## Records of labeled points
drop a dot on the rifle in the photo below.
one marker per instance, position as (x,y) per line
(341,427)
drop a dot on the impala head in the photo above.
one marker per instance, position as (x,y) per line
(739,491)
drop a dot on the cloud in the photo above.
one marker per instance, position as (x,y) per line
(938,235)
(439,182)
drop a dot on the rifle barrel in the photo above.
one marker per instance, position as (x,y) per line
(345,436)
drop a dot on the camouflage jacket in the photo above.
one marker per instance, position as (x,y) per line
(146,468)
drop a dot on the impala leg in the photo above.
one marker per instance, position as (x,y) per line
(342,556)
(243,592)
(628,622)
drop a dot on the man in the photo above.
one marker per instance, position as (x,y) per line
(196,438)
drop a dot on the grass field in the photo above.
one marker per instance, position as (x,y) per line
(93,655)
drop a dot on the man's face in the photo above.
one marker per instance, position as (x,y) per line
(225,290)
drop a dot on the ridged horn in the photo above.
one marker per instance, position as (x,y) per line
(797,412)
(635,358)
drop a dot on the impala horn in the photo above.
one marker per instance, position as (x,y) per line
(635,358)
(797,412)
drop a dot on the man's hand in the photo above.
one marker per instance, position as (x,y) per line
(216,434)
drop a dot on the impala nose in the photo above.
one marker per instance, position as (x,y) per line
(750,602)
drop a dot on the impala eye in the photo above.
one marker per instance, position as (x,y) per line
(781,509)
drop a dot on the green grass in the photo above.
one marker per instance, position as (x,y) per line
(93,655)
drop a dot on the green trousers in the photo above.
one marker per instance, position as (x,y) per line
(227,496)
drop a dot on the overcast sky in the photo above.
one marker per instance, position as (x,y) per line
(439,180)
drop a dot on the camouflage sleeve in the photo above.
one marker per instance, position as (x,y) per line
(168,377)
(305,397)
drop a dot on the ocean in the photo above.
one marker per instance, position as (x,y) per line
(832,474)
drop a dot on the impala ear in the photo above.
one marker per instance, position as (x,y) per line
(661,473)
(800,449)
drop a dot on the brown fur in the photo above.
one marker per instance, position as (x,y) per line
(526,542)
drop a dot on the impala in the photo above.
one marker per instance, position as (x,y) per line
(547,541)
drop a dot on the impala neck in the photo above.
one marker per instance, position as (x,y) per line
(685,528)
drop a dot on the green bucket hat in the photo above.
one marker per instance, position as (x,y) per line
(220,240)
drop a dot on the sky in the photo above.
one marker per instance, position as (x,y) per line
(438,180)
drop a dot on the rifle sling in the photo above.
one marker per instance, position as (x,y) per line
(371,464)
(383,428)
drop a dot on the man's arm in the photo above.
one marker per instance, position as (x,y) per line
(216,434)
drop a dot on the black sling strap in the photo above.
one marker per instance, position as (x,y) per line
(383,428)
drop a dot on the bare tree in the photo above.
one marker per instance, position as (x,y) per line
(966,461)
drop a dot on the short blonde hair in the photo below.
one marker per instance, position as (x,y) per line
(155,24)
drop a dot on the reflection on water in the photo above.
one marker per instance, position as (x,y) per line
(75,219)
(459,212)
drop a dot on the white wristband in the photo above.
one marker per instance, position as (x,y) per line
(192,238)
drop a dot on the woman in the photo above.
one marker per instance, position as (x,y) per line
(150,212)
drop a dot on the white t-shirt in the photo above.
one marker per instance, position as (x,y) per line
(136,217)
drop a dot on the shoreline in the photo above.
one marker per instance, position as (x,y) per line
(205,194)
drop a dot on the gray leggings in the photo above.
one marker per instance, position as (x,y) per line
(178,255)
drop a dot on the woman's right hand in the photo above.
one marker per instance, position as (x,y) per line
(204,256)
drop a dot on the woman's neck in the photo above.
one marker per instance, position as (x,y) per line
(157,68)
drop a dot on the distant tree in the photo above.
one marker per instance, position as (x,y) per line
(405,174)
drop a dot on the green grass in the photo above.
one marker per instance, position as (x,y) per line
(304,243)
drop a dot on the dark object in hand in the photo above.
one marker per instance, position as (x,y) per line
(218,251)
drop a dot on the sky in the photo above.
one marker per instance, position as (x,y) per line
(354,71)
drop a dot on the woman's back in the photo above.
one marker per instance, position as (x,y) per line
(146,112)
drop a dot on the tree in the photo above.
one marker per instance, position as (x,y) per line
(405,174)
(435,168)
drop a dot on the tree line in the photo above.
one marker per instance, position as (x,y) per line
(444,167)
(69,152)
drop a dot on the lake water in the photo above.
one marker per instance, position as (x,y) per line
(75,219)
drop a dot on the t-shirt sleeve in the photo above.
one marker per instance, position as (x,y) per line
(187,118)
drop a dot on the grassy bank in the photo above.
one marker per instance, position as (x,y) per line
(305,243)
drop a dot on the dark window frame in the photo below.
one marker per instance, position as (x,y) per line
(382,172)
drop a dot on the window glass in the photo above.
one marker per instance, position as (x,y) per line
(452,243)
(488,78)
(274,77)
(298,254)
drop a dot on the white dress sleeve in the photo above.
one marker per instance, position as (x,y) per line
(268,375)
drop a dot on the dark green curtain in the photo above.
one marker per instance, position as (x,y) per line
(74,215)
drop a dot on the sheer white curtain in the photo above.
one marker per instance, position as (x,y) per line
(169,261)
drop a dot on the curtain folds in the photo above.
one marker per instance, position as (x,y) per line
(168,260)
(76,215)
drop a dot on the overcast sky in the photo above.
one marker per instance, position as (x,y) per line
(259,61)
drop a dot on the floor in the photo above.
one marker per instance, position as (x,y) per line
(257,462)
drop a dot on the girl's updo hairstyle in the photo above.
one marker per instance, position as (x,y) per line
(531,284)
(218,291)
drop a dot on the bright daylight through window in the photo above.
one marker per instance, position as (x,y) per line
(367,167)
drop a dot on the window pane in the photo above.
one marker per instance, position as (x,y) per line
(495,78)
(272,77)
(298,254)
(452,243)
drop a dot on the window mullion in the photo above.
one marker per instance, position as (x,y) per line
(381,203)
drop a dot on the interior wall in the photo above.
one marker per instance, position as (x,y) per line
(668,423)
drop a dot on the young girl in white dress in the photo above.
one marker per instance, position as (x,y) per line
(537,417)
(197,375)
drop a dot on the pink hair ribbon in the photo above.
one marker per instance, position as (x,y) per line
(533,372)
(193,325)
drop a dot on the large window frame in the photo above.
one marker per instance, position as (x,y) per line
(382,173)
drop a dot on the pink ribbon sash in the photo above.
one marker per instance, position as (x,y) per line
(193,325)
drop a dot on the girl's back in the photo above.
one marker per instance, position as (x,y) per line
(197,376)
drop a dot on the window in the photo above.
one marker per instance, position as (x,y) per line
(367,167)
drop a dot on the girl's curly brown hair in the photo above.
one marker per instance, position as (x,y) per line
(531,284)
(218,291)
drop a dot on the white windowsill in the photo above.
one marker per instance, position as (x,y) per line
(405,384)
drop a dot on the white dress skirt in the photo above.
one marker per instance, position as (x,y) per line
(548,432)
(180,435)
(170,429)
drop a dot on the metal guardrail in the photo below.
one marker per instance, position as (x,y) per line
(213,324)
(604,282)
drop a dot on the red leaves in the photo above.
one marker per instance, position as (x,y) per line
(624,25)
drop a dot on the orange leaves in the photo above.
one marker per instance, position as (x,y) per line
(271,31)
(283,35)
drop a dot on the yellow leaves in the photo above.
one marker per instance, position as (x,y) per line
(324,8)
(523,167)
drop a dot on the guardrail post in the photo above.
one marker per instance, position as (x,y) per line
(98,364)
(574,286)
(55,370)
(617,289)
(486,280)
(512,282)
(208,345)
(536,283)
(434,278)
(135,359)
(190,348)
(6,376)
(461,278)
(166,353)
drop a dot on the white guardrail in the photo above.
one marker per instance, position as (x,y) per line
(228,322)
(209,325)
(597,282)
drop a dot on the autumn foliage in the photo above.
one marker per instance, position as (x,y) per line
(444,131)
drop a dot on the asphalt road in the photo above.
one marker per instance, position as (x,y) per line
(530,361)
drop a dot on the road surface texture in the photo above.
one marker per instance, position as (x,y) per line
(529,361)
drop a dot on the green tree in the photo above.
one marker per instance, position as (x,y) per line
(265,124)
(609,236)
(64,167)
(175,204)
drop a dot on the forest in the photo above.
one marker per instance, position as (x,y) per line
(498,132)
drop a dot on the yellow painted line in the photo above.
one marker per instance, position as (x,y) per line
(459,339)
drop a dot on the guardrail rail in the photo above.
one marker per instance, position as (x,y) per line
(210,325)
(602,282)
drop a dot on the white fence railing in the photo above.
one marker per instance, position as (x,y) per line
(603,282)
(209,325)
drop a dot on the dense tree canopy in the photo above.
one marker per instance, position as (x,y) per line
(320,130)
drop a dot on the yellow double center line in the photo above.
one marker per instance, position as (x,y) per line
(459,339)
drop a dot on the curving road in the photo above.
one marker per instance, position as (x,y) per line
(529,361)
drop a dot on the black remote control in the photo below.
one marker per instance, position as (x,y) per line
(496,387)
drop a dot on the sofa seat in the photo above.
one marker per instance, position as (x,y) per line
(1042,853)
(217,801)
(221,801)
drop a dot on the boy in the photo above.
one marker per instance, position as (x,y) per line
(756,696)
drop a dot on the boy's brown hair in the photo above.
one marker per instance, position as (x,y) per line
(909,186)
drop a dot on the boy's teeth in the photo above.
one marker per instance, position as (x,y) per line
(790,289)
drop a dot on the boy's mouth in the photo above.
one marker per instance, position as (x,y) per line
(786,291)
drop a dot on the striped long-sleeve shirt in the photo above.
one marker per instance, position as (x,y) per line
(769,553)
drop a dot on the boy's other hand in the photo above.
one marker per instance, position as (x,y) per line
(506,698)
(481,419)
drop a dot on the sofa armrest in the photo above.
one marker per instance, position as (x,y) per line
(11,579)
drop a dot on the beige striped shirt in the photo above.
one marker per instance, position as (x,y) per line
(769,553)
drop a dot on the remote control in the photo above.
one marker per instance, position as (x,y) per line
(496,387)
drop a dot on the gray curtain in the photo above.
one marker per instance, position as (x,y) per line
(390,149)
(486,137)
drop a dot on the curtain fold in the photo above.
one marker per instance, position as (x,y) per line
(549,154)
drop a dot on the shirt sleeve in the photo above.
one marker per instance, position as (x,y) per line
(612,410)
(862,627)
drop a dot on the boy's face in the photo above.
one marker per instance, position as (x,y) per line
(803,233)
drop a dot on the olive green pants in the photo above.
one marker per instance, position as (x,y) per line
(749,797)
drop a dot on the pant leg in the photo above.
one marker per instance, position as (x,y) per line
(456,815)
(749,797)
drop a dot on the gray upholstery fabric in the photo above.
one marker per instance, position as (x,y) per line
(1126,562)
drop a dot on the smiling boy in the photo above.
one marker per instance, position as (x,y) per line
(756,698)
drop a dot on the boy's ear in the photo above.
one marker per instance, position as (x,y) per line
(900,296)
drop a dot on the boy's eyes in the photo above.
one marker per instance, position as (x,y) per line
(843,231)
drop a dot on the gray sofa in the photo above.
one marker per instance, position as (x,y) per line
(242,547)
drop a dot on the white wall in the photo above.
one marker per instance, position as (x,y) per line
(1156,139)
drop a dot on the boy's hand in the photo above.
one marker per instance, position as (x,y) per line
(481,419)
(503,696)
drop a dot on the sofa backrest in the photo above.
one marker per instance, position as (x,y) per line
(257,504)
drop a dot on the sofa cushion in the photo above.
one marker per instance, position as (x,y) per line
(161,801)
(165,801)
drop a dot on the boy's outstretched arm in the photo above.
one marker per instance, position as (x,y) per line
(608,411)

## Task
Quote only the lines from the one containing "drop a dot on the gray sofa" through the final line of the records, with both ends included.

## Expected answer
drop a dot on the gray sofa in the photo above.
one marker per instance, position as (x,y) per line
(242,547)
drop a dot on the white wall in the photo above.
one marker per instance, position as (x,y) per line
(1156,139)
drop a dot on the boy's hand in the photo above.
one marker per instance, position as (x,y) per line
(481,419)
(503,696)
drop a dot on the sofa backrest in the photo above.
one marker per instance, position as (x,y) per line
(257,504)
drop a dot on the sofa cushion in the photo above.
one marker per instance, position as (x,y) per line
(161,801)
(165,801)
drop a dot on the boy's outstretched arm in the photo above.
one marker per instance, position as (x,y) per line
(608,411)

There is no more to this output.